::: EXTRACTED TEXT :::
Studio album by Eleftheria Arvanitaki
- Released: 1996
- Genre: Entechno, laiko, demotic
- Length: 50:00
- Label: PolyGram Greece, Polydor

Eleftheria Arvanitaki chronology
| Megales Epityhies (1995) | Tragoudia Gia Tous Mines (1996) | Ektos Programmatos (1998) |

= Tragoudia Gia Tous Mines =

Tragoudia Gia Tous Mines (Songs For The Months; Τραγούδια Για Τους Μήνες) is an album by popular Greek artist Eleftheria Arvanitaki and it was released in 1996. It was written and arranged by Dimitris Papadimitriou and the lyrics are poems by Sappho, Maria Polydouri, Kostas Karyotakis, Odysseas Elytis and Michalis Ganas, as well as traditional couplets. It sold over 60,000 copies in Greece and was certified Platinum. The vinyl collector's edition release of the album was in the form of a small record player. The CD album's package and the disk itself featured extensive artwork following mostly a theme on the sky and the constellations.
:::
> [EXERCISE INSTRUCTIONS]:
a) Does each statement below agree with the album description? For each one, answer yes or no and quote the exact words of the text that decide it.
(i) Dimitris Papadimitriou wrote and arranged the album.
(ii) The album sold over 100,000 copies in Greece.
(iii) The vinyl collector's edition took the form of a small record player.
b) Set down, word for word, the stretch of the album description from "Tragoudia Gia Tous Mines (Songs" through "and the constellations.".
::: STORED RECORDS :::
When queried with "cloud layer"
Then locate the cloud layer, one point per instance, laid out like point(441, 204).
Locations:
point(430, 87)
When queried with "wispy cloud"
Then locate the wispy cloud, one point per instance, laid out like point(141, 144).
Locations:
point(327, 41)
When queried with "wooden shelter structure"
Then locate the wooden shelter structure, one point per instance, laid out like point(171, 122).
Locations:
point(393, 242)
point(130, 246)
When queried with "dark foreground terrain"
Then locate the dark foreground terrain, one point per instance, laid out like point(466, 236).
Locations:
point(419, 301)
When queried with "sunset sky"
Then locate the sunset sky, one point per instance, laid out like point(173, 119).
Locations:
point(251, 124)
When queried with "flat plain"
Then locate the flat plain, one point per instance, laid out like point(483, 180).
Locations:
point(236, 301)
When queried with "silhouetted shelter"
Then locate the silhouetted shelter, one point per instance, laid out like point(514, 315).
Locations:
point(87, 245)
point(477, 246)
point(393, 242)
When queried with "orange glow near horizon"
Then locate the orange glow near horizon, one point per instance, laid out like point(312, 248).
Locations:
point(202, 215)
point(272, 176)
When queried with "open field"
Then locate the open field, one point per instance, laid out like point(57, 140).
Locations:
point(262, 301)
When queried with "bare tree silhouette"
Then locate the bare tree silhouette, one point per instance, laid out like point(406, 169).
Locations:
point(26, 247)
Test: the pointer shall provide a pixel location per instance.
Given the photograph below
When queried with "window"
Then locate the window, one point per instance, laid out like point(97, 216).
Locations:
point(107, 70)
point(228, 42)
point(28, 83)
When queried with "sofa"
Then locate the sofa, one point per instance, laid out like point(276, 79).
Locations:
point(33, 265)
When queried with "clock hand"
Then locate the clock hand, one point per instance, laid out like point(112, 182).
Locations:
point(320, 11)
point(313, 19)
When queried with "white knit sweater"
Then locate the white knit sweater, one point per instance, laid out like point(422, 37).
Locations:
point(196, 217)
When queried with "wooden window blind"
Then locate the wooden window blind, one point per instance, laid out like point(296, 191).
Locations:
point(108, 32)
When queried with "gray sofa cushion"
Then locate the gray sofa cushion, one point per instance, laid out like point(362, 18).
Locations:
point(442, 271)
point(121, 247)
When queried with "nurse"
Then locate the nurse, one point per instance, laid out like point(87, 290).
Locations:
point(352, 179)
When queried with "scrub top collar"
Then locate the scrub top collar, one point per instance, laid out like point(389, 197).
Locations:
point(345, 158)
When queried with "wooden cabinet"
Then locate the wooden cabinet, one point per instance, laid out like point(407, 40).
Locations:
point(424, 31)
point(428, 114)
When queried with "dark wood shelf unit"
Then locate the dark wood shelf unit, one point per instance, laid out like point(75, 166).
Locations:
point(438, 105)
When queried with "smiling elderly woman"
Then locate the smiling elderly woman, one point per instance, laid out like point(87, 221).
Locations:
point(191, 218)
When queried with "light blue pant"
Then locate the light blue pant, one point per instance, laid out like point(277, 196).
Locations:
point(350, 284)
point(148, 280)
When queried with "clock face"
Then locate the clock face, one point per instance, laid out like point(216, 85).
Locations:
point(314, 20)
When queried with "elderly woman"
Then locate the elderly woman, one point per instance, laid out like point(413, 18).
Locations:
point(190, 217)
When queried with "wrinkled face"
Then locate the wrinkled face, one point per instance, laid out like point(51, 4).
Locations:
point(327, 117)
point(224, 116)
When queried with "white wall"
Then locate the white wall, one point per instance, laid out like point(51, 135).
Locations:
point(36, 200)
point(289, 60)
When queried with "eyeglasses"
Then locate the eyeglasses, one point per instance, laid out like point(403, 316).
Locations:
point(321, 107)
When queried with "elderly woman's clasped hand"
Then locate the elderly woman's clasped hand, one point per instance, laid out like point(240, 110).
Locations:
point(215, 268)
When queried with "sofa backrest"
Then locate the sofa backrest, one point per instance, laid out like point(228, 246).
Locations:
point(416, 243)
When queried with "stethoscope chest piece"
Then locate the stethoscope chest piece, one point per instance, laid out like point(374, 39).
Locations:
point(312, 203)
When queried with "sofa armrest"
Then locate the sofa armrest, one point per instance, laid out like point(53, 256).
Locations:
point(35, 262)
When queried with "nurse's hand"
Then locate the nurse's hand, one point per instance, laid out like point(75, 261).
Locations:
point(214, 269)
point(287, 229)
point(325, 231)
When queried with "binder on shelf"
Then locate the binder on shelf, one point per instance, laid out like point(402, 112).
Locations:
:::
> [ANSWERS IN ORDER]:
a)
(i) Yes: "It was written and arranged by Dimitris Papadimitriou"
(ii) No: "It sold over 60,000 copies in Greece and was certified Platinum."
(iii) Yes: "The vinyl collector's edition release of the album was in the form of a small record player."

b)
Tragoudia Gia Tous Mines (Songs For The Months; Τραγούδια Για Τους Μήνες) is an album by popular Greek artist Eleftheria Arvanitaki and it was released in 1996. It was written and arranged by Dimitris Papadimitriou and the lyrics are poems by Sappho, Maria Polydouri, Kostas Karyotakis, Odysseas Elytis and Michalis Ganas, as well as traditional couplets. It sold over 60,000 copies in Greece and was certified Platinum. The vinyl collector's edition release of the album was in the form of a small record player. The CD album's package and the disk itself featured extensive artwork following mostly a theme on the sky and the constellations.